## Source excerpt
-=-=-
Notorious Two  to smash tapeout

Notorious Two to smash tapeout

It is known that there are two external parameters on which behaviour of any semi-conductor device and product is dependent upon. These parameters are Power Supply and Temperature.

Many a times these are two main culprits which are root-causes for co-relation issue between simulation and silicon in test setup. Either there is an issue in simulation or in test setup. If issue is there in the test setup, then it is not a major problem. Impact on schedule would be small, as test board can be re-spinned in short period. However if issue was in simulation, then it would be catastrophic. It might have huge impact on schedule and cost.

In this article, I have compiled examples of what could be reason for correlation issue between Test setup and simulation.

Test Setup:

Power Supply:

Power Supply voltage is either provided by circuit on the test board or external equipment. Generally physical separation between generation and application of voltage is unavoidable which introduces parasitics in the path. This parasitic causes voltage drop which could become unstable or unpredictable due to current drawn from the chip or the temperature of the board. To manage this, generally there is a sense path (no current flow in this path) emanating from same place where power supply is enforced at the pin level. This sense path is used to read the voltage at the pin level and then forward path is adjusted to make sure that right voltage is applied to the pin all the time. De-cap circuit is connected at the pin level to damp down the transient which reduces requirement on the time needed in the feedback path to rectify the voltage level. If there is any correlation issue, one should check the power supply and ground voltage (with respect to system/equipment ground) at the pin level of the chip. Sometimes transient voltage plays the devil, in that case oscilloscope should be used to observe the voltage.
-=-=-
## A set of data
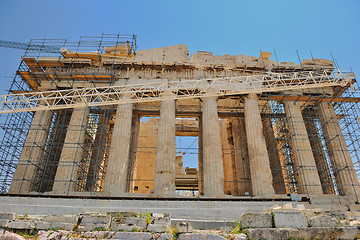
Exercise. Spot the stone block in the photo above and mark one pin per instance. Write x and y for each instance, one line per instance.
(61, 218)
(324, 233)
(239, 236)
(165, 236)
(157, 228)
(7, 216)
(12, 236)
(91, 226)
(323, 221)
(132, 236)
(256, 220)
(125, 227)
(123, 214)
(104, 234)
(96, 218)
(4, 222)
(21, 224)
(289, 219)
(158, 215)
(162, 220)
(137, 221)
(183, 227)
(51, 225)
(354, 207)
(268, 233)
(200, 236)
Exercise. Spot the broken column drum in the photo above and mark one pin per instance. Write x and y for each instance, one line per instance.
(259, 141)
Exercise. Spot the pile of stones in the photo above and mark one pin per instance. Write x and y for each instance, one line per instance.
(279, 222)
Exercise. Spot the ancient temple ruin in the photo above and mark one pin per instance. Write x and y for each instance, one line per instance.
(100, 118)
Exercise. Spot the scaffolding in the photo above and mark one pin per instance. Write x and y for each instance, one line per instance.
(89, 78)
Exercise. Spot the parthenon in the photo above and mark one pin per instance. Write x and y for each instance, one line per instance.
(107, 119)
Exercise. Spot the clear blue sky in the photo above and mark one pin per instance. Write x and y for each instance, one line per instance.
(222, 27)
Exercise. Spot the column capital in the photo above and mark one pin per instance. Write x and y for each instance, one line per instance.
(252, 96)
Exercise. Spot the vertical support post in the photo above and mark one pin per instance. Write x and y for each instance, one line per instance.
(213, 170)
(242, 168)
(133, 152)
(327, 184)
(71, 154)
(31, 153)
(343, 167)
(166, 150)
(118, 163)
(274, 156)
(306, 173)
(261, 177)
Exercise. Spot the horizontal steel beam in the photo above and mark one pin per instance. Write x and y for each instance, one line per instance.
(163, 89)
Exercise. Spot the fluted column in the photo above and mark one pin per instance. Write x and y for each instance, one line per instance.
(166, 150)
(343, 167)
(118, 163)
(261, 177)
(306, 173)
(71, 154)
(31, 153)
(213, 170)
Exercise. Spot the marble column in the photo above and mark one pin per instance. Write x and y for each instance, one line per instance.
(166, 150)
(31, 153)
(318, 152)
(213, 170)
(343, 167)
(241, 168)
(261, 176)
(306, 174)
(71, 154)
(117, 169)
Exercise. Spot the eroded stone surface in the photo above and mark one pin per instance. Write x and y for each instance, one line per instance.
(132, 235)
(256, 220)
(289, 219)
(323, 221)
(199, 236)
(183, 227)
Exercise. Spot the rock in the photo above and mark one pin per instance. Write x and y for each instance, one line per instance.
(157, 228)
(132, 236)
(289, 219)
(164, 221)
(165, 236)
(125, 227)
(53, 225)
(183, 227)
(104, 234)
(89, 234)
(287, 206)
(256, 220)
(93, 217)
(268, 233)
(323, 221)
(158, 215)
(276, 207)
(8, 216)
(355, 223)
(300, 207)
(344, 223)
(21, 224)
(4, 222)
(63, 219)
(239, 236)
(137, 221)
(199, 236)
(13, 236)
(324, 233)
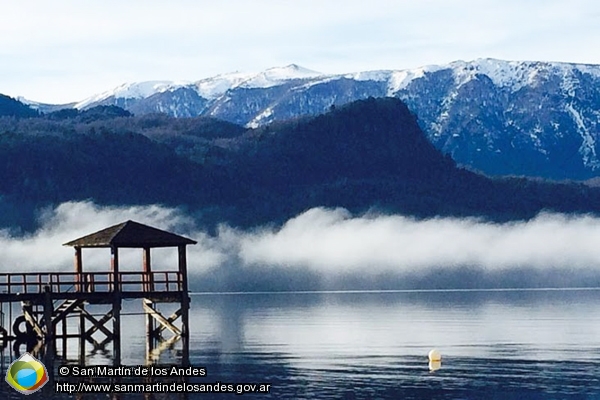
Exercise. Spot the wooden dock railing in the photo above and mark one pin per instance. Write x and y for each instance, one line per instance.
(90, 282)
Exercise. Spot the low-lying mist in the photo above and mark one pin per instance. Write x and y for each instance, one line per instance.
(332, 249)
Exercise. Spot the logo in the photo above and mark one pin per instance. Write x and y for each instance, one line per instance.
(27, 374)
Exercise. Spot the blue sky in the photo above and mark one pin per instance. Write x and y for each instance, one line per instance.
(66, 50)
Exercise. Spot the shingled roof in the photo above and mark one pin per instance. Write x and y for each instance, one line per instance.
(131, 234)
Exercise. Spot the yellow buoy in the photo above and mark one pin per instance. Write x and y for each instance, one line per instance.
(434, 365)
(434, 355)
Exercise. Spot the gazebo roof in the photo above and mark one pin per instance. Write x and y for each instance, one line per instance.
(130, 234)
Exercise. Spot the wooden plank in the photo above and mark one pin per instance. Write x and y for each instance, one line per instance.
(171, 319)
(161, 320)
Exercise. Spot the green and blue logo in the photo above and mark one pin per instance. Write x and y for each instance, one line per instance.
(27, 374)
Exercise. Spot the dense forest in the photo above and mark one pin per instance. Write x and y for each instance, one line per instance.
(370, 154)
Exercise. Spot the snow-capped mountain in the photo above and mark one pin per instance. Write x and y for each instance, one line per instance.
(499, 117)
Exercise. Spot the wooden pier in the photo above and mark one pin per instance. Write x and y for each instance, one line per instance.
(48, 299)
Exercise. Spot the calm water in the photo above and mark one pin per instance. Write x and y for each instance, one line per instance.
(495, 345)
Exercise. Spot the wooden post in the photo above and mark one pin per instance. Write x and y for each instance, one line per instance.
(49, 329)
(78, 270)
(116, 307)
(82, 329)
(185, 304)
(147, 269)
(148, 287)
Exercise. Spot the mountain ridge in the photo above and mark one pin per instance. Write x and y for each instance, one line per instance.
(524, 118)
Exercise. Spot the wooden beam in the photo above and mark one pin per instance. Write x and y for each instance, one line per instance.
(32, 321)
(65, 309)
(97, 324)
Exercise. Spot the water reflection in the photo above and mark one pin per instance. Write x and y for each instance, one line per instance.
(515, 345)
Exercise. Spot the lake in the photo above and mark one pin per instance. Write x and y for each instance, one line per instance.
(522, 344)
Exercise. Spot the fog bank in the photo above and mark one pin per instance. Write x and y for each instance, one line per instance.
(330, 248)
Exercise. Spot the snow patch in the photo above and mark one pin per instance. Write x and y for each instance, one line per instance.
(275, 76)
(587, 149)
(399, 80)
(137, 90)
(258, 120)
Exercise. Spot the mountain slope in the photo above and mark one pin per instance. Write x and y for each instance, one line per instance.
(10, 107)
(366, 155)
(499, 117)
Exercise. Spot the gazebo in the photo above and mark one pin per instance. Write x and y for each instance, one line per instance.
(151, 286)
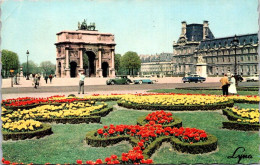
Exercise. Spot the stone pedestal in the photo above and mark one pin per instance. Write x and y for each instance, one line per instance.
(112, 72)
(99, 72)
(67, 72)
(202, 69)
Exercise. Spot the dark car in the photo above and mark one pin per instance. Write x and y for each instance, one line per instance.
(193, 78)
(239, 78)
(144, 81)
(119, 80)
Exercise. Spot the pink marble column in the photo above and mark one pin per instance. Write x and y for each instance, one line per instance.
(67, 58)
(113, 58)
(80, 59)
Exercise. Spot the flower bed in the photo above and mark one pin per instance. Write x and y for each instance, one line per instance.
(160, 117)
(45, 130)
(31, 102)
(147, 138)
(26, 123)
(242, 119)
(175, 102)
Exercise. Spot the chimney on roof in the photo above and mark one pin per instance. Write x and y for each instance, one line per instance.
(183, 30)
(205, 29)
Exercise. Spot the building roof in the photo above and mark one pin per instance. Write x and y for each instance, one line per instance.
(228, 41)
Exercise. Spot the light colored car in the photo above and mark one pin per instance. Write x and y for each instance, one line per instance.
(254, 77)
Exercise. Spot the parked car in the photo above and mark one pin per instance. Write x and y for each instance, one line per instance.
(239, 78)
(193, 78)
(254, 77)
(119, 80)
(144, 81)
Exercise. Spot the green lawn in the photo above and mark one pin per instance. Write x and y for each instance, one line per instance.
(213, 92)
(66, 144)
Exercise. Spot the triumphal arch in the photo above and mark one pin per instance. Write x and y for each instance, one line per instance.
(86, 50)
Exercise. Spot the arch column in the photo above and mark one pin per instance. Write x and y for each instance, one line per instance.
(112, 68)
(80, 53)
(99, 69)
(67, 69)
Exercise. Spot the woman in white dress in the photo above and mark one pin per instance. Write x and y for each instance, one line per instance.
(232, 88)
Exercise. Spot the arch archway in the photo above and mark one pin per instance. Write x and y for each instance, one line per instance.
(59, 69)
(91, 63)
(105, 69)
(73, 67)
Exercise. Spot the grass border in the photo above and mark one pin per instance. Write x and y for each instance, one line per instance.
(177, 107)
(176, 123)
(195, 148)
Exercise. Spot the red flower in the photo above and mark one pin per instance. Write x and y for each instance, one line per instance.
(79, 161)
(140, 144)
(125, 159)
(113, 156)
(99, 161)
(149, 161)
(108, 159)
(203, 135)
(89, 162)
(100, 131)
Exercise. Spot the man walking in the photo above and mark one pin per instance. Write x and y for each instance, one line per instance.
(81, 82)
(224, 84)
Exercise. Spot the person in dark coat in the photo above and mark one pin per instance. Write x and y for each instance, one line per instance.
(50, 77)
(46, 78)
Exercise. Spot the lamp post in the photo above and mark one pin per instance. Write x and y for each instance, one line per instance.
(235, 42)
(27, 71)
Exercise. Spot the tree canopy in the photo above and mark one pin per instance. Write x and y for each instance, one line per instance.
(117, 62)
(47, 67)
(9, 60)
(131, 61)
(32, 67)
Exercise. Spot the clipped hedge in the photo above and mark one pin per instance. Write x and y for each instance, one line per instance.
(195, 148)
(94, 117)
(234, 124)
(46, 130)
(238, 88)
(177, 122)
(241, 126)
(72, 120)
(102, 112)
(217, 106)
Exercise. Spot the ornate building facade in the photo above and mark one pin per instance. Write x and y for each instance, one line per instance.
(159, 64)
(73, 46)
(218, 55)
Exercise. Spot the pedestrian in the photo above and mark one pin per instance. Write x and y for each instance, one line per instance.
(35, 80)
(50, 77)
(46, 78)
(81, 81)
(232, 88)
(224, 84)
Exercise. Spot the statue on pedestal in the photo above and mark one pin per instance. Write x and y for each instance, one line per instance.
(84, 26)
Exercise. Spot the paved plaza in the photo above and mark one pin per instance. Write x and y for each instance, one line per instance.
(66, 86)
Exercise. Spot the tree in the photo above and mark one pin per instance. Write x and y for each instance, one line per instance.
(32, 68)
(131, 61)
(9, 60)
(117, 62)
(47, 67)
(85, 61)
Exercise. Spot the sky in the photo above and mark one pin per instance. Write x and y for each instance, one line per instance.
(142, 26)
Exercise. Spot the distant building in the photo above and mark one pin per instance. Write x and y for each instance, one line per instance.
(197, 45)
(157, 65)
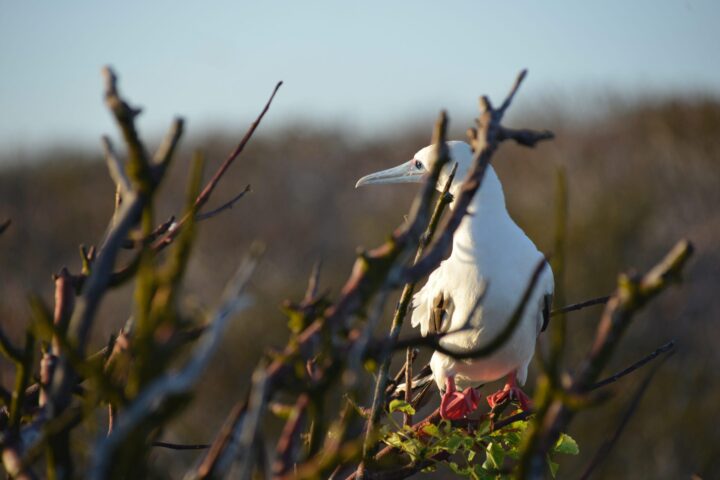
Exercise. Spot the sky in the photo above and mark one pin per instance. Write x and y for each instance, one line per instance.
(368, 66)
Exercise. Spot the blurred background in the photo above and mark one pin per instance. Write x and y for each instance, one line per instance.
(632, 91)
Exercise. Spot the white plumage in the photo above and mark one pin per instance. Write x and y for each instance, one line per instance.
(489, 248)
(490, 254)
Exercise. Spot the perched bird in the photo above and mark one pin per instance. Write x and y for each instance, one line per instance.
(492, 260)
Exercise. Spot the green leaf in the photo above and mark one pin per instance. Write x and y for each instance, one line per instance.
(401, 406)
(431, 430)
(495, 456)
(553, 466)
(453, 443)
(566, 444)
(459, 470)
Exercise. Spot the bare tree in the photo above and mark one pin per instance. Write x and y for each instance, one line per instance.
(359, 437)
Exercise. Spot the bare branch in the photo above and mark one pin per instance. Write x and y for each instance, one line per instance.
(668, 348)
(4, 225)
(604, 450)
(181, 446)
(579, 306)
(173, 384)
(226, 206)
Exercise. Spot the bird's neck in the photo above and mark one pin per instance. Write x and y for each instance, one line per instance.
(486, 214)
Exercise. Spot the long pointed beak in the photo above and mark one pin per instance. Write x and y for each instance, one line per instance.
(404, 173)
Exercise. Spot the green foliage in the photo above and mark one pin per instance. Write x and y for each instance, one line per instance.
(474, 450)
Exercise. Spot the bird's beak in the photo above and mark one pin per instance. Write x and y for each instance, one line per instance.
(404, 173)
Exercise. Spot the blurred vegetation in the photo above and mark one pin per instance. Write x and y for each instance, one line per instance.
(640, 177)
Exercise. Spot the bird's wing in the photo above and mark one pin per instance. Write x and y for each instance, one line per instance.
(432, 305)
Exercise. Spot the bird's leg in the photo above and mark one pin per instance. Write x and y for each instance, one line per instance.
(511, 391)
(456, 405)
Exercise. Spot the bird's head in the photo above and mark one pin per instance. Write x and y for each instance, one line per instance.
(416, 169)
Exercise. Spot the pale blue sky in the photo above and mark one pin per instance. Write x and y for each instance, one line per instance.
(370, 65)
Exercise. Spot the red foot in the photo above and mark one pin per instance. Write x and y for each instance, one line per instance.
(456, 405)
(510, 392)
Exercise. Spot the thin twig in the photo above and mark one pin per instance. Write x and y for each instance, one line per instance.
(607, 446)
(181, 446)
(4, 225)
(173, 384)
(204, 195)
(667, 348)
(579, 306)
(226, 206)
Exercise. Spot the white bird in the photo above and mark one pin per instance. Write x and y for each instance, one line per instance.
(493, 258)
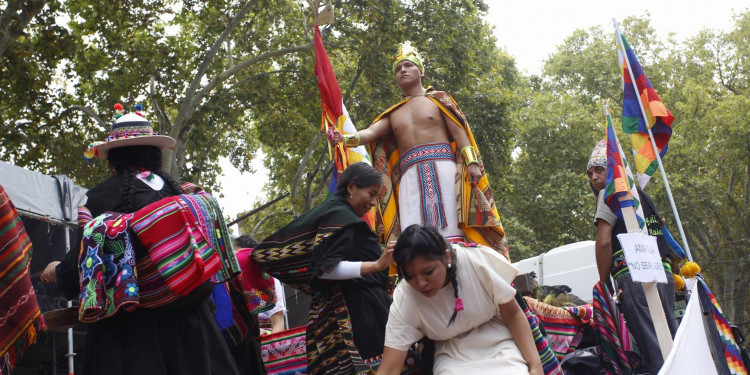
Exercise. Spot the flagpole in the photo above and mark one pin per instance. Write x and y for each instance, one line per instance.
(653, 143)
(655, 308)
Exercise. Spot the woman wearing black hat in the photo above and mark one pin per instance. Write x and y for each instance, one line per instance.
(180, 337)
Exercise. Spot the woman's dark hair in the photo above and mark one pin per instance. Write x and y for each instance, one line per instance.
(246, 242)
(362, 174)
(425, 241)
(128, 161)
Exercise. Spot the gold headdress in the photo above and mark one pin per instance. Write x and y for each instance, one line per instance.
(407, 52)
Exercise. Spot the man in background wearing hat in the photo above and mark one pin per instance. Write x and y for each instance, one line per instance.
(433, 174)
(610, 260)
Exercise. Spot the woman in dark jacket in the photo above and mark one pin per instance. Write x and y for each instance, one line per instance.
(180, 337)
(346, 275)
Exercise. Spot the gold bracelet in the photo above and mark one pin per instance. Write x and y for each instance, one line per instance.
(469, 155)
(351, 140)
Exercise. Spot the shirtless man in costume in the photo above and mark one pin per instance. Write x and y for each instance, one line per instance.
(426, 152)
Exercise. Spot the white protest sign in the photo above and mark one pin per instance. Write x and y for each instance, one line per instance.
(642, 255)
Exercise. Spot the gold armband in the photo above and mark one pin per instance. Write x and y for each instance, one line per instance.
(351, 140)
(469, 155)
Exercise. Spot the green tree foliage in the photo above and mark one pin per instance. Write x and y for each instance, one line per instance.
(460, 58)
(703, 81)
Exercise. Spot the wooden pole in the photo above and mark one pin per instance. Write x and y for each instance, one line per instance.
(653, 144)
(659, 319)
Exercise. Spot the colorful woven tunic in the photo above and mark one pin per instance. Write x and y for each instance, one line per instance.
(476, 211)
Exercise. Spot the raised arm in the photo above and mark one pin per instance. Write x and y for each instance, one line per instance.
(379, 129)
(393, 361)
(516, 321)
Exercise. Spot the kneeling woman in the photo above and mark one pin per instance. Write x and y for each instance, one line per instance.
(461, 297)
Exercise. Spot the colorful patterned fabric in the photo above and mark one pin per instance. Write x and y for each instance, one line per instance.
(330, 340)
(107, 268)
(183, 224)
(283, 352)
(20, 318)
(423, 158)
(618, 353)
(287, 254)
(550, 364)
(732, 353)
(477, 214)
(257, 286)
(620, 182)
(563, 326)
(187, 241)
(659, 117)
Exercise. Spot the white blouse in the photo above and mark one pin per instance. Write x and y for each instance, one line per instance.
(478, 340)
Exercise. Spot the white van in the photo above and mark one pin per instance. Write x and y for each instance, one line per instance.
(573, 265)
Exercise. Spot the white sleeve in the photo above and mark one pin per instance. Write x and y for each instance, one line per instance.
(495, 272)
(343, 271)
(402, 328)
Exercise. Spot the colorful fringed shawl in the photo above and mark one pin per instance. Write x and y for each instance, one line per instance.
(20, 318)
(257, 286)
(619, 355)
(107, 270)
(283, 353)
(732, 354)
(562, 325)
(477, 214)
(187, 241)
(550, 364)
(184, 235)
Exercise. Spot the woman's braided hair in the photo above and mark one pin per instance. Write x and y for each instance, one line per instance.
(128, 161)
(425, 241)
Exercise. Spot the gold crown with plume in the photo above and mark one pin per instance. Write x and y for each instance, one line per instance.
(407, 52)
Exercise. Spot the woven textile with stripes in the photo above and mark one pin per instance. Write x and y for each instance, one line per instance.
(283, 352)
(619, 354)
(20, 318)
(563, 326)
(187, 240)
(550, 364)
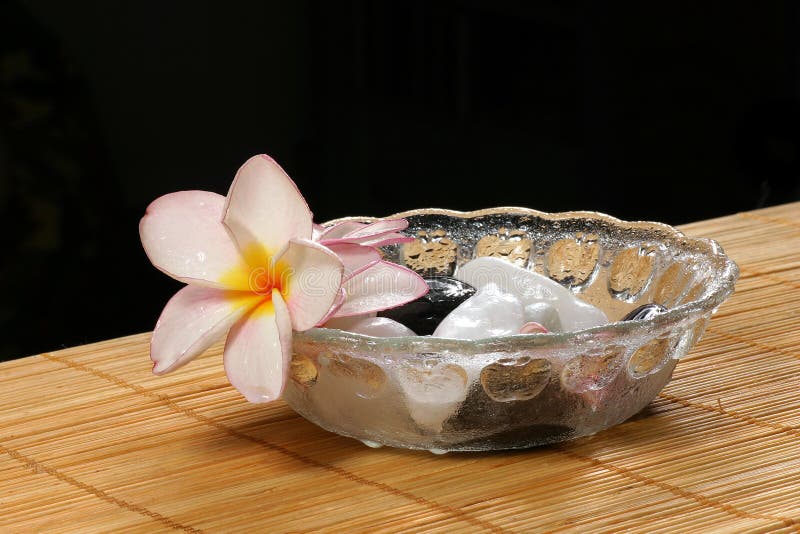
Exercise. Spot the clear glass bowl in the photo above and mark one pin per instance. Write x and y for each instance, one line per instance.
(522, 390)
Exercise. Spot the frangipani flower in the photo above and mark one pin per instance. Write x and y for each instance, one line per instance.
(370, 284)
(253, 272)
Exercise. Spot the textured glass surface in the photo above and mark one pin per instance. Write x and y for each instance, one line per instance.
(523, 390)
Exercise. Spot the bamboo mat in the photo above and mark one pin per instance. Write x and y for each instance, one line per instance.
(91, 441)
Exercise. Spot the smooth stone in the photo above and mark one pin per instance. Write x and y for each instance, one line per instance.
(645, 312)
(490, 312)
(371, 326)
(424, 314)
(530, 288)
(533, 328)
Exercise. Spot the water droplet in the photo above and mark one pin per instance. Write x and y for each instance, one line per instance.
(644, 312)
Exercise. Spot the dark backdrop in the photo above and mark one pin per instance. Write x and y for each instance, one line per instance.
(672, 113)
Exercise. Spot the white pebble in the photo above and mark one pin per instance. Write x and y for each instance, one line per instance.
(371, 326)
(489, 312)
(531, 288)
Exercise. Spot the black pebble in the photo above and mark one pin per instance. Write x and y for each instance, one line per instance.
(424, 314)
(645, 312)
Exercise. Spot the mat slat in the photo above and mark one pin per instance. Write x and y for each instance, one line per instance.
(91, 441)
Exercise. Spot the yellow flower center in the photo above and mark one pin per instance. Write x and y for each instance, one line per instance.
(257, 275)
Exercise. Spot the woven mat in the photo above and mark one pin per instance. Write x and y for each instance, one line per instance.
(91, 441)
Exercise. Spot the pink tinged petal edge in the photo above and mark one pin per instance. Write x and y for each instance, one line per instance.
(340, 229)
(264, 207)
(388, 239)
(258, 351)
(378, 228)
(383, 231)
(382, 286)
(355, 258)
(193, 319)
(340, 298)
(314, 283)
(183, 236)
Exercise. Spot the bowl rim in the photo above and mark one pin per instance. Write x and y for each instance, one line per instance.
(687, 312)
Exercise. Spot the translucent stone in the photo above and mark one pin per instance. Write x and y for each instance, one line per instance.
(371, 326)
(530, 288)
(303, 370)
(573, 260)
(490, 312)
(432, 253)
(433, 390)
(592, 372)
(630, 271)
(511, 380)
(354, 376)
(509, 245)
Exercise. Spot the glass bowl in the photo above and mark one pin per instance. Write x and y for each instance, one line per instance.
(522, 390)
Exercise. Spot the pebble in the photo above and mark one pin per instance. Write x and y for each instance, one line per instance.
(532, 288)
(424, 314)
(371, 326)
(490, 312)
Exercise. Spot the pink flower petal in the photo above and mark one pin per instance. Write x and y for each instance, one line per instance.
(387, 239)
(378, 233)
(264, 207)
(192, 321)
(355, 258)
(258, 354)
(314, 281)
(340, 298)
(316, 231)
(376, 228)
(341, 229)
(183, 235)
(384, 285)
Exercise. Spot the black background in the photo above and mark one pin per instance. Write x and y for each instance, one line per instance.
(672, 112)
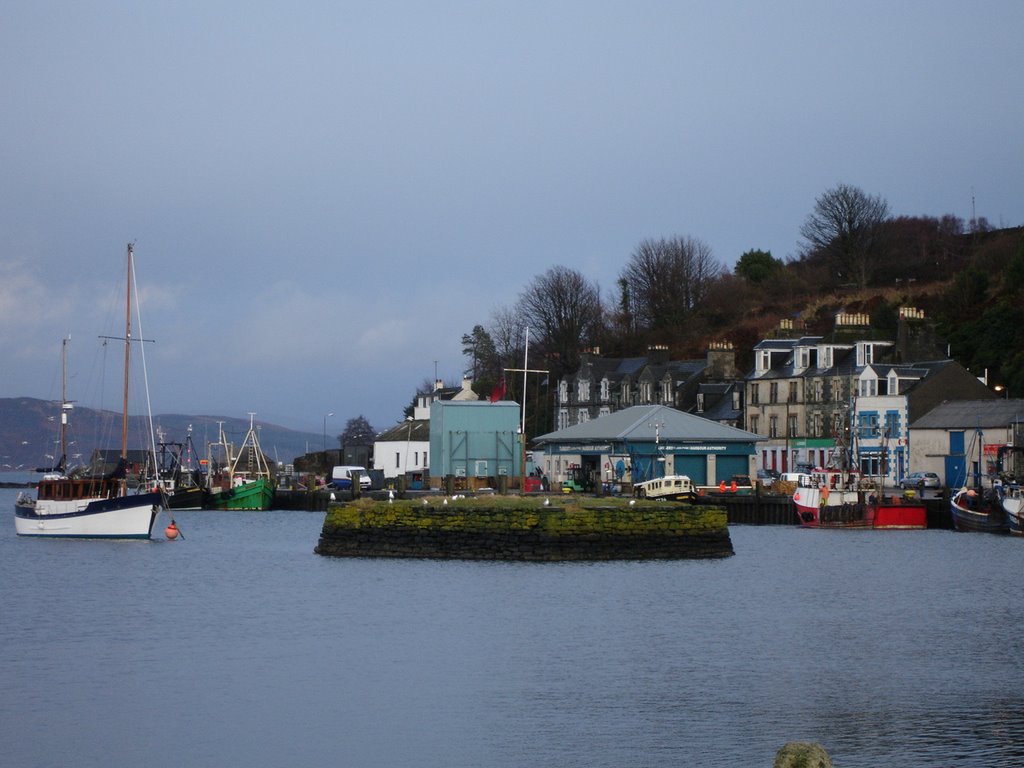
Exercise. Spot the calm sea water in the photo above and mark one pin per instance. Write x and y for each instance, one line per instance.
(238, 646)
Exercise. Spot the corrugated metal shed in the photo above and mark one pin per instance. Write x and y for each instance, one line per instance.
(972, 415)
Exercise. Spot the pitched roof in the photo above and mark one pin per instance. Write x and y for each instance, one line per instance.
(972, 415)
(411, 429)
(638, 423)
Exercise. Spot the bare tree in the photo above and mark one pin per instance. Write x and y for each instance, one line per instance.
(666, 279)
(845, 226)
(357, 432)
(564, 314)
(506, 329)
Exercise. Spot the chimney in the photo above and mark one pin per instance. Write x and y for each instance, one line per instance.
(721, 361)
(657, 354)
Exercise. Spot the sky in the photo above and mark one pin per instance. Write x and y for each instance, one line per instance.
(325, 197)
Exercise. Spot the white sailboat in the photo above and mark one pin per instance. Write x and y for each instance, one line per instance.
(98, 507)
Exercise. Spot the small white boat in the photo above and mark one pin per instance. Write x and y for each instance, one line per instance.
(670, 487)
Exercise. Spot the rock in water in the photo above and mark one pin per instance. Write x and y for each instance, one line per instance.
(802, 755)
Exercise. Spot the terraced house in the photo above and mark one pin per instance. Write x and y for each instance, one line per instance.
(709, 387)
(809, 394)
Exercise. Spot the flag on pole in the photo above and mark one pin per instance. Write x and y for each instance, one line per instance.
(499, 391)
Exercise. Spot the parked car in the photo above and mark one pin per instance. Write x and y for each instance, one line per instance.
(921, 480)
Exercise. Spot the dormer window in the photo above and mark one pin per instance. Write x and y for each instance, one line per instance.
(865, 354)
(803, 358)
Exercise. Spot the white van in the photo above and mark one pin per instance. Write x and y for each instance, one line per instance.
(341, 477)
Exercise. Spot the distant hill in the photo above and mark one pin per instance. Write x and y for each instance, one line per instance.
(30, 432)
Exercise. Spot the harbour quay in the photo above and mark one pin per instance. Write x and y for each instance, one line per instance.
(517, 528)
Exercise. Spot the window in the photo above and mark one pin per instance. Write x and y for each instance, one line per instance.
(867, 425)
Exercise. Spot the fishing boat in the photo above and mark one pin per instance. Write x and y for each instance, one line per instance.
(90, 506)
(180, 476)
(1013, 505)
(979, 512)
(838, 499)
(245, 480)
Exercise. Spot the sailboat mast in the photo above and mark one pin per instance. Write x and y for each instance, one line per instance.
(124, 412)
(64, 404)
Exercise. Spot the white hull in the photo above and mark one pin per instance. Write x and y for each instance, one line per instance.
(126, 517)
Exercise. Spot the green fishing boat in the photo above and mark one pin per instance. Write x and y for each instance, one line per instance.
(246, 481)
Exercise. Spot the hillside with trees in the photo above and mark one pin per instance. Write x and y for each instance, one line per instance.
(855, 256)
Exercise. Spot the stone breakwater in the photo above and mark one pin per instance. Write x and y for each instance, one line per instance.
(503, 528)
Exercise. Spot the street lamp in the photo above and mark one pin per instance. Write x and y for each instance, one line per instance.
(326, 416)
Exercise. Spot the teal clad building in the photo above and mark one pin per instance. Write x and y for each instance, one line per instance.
-=-=-
## Problems and tasks
1. Return verbatim the part of the article on power supply and temperature starting with "Notorious Two to" and going on through "schedule and cost.".
2. Resume the article on power supply and temperature after its final sentence.

## Answers to the tasks
1.
Notorious Two to smash tapeout

It is known that there are two external parameters on which behaviour of any semi-conductor device and product is dependent upon. These parameters are Power Supply and Temperature.

Many a times these are two main culprits which are root-causes for co-relation issue between simulation and silicon in test setup. Either there is an issue in simulation or in test setup. If issue is there in the test setup, then it is not a major problem. Impact on schedule would be small, as test board can be re-spinned in short period. However if issue was in simulation, then it would be catastrophic. It might have huge impact on schedule and cost.

2.
Temperature:

Similar feedback loop is there in the temperature forcer as well. As part is turned-on, it starts dissipating power which in turn increases the temperature of the die and hence its external surface. This new temperature is sensed by the feedback path and forward path (probably air flow) is adjusted to bring back the surface temperature to the right value again. Temperature equilibrium is achieved by the thermal resistance of the chip. One should change the position of temperature force point and check whether temperature is changing. If it changes (though very unlikely) across the surface, then there is temperature gradient inside the chip. And position of temperature force point should be at the highest surface temperature.

Surface (or ambient) temperature + Power Dissipation * Thermal resistance of the package (degree C per Watt) = Die Temperature

If there is any correlation issue, then one should verify whether feedback loop is working properly in the temperature forcer and ambient temperature has been set correctly. One should re-check Thermal Resistance of the package if there is no issue in temperature forcer.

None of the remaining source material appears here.